### Tasks to carry out
a) From the forum post about being served with papers, echo word for word the passage starting with "## JetsFan98 (Jan" and going on through "would be great.".
b) According to the forum post about being served with papers, how long have the poster and the poster's wife been living separately?
c) Go on with the forum post about being served with papers, picking up after its final sentence.

### Text segment
◆ ◆ ◆ ◆
# Got Served With Papers Yesterday



## JetsFan98 (Jan 4, 2013)

Hey everyone. First I want to thank everyone here as I've been reading over the past few days and the advice here has really helped. Here's my quick story and any advice would be great.

My wife and I have been living separately for almost 4 years. I asked her to leave because I found she was involved in illegal activity and she moved into her parents house. She tried to take our daughter (8 months at the time...5 now) but I would not let her. She ended up being violent towards me and my daughter at that time.

For the past 4 years we've been going back and fourth. So days/weeks are good and we talk and work together and support each other. Other days/weeks are horrible and we seem like worst enemies.

Over the years we both changed a lot. I wasn't perfect when we first had our baby. I didn't know how to be a parent, change diapers, feed, etc. but I thought part of the enjoyment of being a parent was learning together with your spouse. She expected me to be perfect from day one. She also changed, or so I thought, and started to be a lot nicer to me here and there.
◆ ◆ ◆ ◆
### Dataset content
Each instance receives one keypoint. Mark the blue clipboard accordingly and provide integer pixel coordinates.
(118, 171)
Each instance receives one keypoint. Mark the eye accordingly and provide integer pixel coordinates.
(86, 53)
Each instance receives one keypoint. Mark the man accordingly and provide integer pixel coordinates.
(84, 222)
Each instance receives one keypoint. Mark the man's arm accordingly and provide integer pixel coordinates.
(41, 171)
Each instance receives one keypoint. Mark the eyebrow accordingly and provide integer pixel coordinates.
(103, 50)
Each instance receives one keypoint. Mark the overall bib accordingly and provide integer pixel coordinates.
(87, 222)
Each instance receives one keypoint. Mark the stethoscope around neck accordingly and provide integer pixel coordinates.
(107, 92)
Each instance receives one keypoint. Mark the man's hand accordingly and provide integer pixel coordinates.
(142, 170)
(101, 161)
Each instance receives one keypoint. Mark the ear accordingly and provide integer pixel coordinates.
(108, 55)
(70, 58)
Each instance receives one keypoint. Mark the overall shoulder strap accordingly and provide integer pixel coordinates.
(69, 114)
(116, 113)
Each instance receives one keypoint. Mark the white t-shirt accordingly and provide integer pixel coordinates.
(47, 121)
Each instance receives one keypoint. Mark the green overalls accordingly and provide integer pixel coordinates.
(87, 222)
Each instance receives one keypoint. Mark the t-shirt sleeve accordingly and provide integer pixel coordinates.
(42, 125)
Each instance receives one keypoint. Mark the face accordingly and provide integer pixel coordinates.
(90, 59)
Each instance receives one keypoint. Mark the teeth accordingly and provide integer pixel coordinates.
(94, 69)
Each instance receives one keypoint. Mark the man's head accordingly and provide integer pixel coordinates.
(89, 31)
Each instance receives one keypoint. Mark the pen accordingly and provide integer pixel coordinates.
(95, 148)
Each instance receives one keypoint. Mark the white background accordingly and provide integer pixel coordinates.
◆ ◆ ◆ ◆
### Results for the exercise
a)
## JetsFan98 (Jan 4, 2013)

Hey everyone. First I want to thank everyone here as I've been reading over the past few days and the advice here has really helped. Here's my quick story and any advice would be great.

b) Almost 4 years.

c)
I was always focused on saving the marriage for three reasons. First, I do have feelings for her. She is the mother of my child and my wife so I do have feelings for her regardless of what was done and said. Second, I feel it's the best for the kids. Third, I have a step son that has been in my life for almost 7 years and I feel I'll lose him.

Over the summer I kind of had my "this is it" moment where it was either going to save the marriage or not. We went on a "family" vacation for 10 days with the kids and her parents. The vacation was about a good as I expected it could be. We got along great and talked about moving back in together when we got home. We found a place to live and planned on moving on Oct. 1.

Before we could move in together she started a fight about something (I forget what) and she called it off. 

Fast forward to now, I find out that she has had a boyfriend for about a month. She had our child at his house on New Years Eve until 2:30 AM. My daughter (5) said that they slept there but my wife denies it.

Now that I found out about all this, she serves me with divorce papers (yesterday).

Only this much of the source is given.